■ Questions to answer ■
1. Reproduce word for word the part of the passage on the antique trestle desk starting with "Some antique trestle" and going on through "(suitable for handwriting).".
2. Answer these questions from the passage on the antique trestle desk:
(a) How many legs support a trestle desk?
(b) Which piece of furniture do trestle desks with cubbyholes and small drawers at the end of the work surface resemble?
(c) How far from the floor is the desk surface usually?

■ Passage to read ■

The antique trestle desk has linked trestles. It is usually very much like the writing table desk form, which offers a simple flat desktop surface with a few drawers underneath it. Unlike the writing table the trestle desk is supported by two legs instead of four, and the legs are designed to be dismantled easily in order to store or move the desk efficiently. More precisely, the two legs are two strong side supports which branch out in two feet each (for a total of four) at the bottom. These trestles are fastened together, and sometimes to the desktop, to make a rigid support.

Some antique trestle desks are fitted with small cubbyholes and nooks or small drawers at the extremity of the work surface, and thus resemble a bureau à gradin.

As with most antique desk forms, this trestle desk surface is usually 29 inches (73.7 cm) from the floor (suitable for handwriting).

■ Natural-language descriptions of regions ■
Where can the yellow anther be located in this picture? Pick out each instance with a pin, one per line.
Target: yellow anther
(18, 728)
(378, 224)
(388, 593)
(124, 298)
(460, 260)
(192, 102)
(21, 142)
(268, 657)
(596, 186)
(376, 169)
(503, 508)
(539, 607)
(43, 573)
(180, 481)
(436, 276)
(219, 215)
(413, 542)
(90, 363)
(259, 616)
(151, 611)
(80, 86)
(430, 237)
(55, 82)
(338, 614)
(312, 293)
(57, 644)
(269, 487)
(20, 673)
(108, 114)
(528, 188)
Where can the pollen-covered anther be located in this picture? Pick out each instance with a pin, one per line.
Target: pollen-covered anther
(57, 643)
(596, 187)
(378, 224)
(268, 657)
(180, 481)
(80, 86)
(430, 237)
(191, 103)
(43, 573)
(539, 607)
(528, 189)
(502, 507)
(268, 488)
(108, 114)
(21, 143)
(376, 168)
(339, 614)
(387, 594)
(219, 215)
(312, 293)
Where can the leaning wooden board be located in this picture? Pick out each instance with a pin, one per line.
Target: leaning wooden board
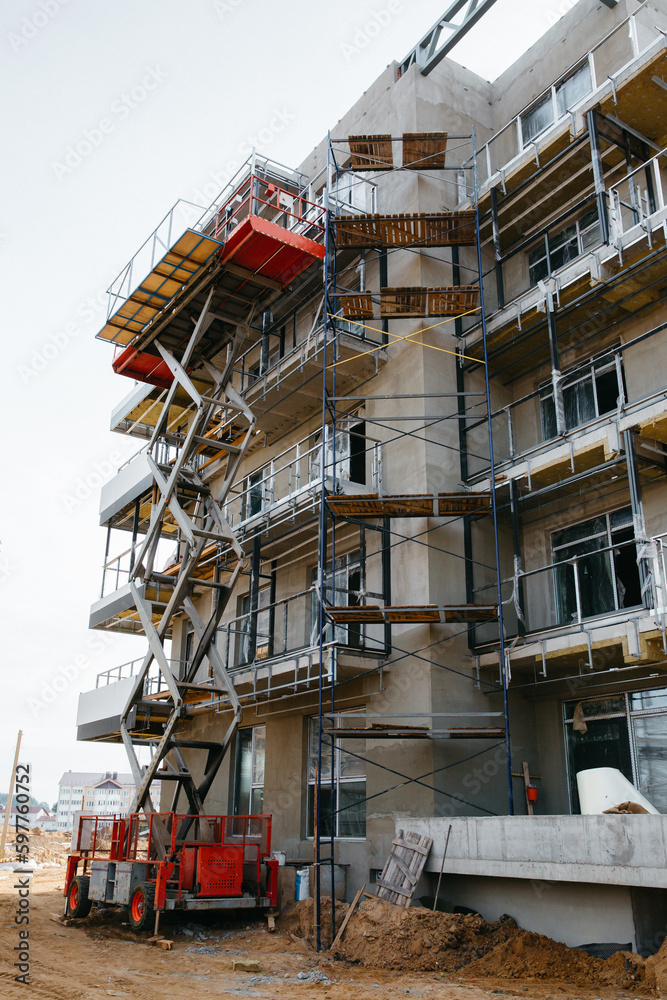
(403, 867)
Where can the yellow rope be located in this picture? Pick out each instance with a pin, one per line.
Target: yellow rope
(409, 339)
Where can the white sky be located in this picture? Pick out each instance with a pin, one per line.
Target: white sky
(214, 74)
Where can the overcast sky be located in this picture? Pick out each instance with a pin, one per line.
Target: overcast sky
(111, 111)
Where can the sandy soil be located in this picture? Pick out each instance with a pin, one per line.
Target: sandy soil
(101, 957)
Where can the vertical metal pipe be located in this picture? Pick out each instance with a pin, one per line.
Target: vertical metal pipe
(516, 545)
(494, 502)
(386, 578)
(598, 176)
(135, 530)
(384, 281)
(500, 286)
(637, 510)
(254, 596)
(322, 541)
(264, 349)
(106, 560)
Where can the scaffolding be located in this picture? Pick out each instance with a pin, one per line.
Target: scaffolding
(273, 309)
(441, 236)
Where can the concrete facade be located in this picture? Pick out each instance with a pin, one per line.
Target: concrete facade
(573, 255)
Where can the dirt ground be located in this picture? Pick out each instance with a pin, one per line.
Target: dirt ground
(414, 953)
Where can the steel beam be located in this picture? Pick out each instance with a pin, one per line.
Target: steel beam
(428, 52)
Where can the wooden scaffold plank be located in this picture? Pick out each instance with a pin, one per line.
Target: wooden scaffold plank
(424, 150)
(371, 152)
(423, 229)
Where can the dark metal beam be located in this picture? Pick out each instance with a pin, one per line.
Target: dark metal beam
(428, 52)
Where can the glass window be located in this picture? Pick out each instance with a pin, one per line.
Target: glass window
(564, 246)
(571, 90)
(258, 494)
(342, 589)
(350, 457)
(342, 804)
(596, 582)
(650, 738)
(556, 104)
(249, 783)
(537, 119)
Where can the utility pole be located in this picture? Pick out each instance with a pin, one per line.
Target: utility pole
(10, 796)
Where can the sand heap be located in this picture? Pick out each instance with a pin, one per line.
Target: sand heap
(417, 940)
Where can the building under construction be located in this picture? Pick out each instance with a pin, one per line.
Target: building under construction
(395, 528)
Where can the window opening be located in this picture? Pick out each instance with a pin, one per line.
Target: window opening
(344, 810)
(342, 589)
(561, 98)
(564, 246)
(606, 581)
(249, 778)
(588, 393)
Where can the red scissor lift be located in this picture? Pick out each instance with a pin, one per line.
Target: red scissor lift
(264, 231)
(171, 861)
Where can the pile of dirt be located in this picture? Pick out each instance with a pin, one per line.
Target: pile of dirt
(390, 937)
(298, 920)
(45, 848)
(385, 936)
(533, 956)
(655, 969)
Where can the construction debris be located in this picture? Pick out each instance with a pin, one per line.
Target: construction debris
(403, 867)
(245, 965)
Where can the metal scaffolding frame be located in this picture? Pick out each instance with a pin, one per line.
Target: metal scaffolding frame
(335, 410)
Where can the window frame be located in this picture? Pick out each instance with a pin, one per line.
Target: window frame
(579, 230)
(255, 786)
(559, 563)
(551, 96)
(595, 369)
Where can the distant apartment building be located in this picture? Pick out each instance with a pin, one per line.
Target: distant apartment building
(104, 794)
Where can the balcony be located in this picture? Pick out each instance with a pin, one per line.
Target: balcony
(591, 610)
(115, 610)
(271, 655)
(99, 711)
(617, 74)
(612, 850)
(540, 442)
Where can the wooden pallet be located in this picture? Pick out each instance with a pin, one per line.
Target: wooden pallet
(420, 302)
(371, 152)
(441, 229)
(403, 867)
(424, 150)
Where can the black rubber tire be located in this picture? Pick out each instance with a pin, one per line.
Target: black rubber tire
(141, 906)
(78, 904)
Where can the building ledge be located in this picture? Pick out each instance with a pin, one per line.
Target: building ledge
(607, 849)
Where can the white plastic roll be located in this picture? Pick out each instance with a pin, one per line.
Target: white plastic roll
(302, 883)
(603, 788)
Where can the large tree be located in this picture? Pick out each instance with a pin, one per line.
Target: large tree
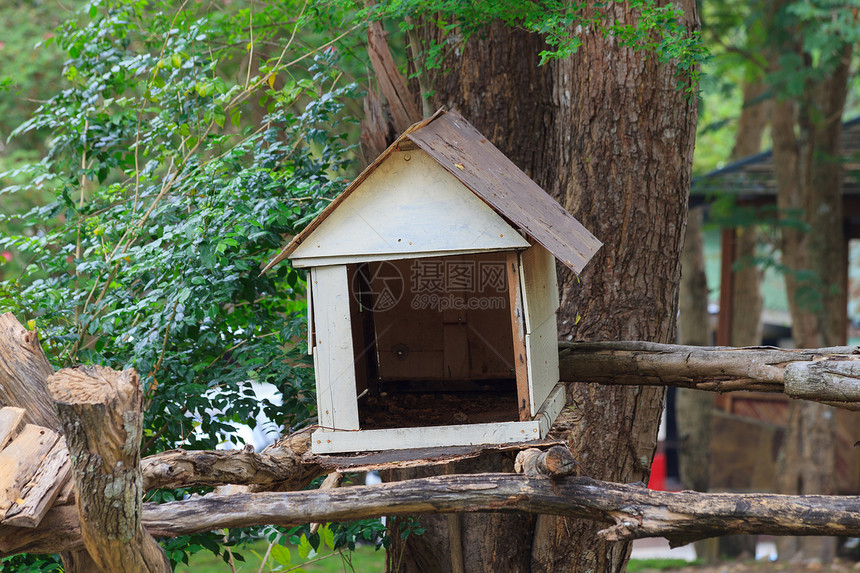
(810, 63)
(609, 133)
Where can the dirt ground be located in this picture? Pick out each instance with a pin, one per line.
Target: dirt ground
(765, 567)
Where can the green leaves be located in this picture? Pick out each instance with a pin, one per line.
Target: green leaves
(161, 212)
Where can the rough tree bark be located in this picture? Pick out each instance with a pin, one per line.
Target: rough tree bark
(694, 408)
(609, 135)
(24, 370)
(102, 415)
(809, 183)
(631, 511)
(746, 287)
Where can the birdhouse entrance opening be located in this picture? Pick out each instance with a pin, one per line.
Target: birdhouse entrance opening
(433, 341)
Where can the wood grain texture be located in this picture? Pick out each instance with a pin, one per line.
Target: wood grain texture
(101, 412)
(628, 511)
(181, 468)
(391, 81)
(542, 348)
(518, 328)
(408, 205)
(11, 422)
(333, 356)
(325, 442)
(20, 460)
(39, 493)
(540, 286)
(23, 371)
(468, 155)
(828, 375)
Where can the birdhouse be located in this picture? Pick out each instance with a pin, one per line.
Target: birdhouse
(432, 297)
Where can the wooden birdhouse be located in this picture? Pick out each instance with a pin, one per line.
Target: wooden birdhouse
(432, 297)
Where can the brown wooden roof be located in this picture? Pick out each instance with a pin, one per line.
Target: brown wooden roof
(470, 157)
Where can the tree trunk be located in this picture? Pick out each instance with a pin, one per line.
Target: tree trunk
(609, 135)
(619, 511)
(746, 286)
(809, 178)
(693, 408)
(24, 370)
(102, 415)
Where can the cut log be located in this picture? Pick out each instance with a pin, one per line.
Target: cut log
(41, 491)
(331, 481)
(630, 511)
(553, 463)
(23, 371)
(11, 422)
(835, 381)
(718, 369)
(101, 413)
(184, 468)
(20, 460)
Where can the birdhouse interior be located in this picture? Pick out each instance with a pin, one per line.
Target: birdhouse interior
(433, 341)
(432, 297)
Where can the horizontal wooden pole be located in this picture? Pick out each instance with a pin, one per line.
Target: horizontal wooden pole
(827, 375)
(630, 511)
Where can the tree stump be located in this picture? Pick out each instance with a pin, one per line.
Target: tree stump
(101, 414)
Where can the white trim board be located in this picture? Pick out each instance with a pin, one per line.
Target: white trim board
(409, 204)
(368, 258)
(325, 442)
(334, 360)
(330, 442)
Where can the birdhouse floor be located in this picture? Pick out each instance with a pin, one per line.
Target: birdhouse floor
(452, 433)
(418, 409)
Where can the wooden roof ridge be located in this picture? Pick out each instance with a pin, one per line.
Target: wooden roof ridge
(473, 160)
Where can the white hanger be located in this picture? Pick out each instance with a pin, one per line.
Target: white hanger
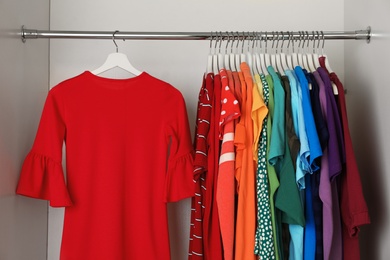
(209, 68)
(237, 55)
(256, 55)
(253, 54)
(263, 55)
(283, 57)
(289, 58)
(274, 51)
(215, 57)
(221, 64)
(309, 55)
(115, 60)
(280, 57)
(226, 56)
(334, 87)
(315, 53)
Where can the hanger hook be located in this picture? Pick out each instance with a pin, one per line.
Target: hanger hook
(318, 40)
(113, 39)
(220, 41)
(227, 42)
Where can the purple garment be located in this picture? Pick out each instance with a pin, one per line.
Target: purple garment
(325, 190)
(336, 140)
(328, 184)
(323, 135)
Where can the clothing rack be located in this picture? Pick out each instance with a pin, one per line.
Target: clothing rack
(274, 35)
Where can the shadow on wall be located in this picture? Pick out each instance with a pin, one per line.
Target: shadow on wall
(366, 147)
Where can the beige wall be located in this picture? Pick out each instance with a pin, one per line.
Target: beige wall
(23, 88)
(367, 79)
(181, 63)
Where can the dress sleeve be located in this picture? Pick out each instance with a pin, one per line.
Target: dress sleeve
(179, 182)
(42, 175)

...

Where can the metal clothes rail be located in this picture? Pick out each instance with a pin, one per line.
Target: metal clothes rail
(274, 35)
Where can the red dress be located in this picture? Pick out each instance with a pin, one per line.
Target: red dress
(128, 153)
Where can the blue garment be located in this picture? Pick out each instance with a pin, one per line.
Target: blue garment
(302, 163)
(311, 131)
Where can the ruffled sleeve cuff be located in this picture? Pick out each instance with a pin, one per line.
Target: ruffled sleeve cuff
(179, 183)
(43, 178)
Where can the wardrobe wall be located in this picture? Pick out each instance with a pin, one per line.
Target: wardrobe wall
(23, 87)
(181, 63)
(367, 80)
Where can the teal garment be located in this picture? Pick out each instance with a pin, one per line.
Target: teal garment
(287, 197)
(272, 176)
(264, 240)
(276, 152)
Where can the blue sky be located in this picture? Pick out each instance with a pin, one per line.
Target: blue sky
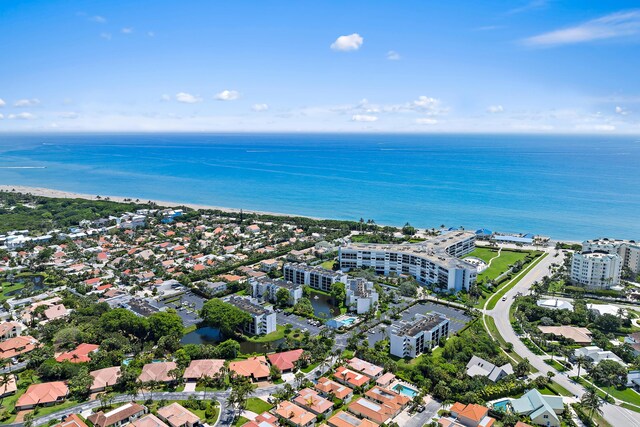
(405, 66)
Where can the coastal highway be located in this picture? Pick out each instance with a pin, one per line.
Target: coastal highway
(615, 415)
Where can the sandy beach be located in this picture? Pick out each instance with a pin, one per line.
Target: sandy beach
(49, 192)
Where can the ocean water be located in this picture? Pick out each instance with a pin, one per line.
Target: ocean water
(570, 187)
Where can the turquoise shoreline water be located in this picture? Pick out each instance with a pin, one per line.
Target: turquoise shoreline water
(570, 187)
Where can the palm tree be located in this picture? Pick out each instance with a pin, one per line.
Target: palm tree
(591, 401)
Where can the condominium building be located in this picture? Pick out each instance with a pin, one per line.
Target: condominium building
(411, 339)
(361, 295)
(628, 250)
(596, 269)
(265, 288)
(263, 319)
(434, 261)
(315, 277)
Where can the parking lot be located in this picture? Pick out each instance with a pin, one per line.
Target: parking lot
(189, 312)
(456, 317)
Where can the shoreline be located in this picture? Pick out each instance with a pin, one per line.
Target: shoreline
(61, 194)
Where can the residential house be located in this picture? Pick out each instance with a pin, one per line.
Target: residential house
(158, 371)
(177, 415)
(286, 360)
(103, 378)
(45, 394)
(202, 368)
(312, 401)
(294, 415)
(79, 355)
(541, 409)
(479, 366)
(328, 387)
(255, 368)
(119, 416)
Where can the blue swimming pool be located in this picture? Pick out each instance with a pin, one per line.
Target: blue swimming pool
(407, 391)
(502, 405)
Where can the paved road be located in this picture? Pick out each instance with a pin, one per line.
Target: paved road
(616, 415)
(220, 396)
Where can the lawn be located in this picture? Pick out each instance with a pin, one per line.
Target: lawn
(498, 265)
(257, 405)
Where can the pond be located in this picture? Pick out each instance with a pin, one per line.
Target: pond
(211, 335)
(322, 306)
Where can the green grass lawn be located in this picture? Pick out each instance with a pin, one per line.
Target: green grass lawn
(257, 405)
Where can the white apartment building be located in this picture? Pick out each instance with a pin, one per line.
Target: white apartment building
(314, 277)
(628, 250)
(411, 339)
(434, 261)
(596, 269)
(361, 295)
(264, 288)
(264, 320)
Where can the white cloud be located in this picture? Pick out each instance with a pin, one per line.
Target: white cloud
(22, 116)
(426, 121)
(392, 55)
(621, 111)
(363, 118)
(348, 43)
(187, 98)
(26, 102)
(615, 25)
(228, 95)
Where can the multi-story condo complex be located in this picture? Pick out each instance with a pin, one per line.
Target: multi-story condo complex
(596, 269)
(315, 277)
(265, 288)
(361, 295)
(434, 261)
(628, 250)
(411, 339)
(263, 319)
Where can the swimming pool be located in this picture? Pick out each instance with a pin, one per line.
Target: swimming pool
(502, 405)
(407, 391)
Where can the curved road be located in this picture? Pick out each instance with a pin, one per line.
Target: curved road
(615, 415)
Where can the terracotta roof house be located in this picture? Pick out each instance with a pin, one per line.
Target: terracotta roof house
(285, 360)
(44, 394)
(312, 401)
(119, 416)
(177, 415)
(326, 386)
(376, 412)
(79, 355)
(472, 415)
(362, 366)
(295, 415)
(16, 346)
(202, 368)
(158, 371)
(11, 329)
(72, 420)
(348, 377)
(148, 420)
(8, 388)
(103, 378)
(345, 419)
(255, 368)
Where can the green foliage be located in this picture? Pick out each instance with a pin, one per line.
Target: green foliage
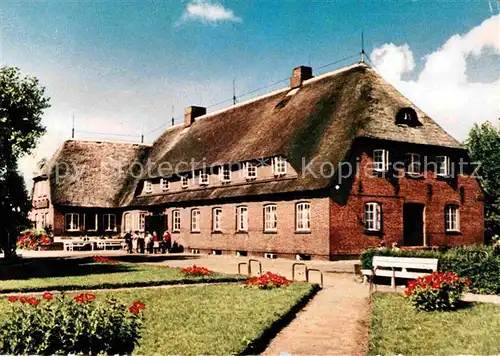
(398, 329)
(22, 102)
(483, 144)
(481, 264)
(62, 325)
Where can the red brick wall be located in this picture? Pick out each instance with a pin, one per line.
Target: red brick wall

...

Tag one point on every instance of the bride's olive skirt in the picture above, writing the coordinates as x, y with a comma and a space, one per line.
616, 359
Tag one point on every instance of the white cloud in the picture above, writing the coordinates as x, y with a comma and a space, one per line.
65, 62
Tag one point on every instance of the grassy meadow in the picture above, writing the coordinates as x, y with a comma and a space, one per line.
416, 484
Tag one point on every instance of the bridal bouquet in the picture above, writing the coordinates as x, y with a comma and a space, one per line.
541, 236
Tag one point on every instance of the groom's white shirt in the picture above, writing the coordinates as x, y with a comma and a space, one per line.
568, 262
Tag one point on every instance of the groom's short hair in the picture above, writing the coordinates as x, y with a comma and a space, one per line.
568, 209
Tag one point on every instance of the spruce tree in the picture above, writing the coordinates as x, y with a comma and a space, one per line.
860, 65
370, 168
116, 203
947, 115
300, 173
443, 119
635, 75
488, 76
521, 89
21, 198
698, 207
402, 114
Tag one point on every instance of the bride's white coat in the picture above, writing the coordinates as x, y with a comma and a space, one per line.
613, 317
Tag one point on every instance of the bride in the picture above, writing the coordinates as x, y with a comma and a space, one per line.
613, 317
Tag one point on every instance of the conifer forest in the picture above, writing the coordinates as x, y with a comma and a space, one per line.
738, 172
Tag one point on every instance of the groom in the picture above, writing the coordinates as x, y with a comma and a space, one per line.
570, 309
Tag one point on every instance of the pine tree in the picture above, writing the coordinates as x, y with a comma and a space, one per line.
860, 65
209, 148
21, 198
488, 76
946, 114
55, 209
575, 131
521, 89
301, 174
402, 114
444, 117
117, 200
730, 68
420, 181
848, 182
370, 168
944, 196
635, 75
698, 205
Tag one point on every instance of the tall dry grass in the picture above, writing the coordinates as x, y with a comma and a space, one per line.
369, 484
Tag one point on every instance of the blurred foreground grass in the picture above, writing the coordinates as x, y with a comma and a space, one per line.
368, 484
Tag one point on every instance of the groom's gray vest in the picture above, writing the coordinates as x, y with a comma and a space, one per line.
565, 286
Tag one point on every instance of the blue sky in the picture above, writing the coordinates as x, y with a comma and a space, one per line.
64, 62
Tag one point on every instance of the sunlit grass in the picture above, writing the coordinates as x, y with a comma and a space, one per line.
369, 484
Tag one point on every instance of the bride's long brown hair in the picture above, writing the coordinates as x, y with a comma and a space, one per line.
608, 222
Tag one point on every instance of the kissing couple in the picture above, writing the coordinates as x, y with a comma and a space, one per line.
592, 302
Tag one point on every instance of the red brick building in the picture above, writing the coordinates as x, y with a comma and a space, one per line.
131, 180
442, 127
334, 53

■ Answer list ■
1.
Some antique trestle desks are fitted with small cubbyholes and nooks or small drawers at the extremity of the work surface, and thus resemble a bureau à gradin.

As with most antique desk forms, this trestle desk surface is usually 29 inches (73.7 cm) from the floor (suitable for handwriting).

2.
(a) Two
(b) A bureau à gradin
(c) 29 inches (73.7 cm)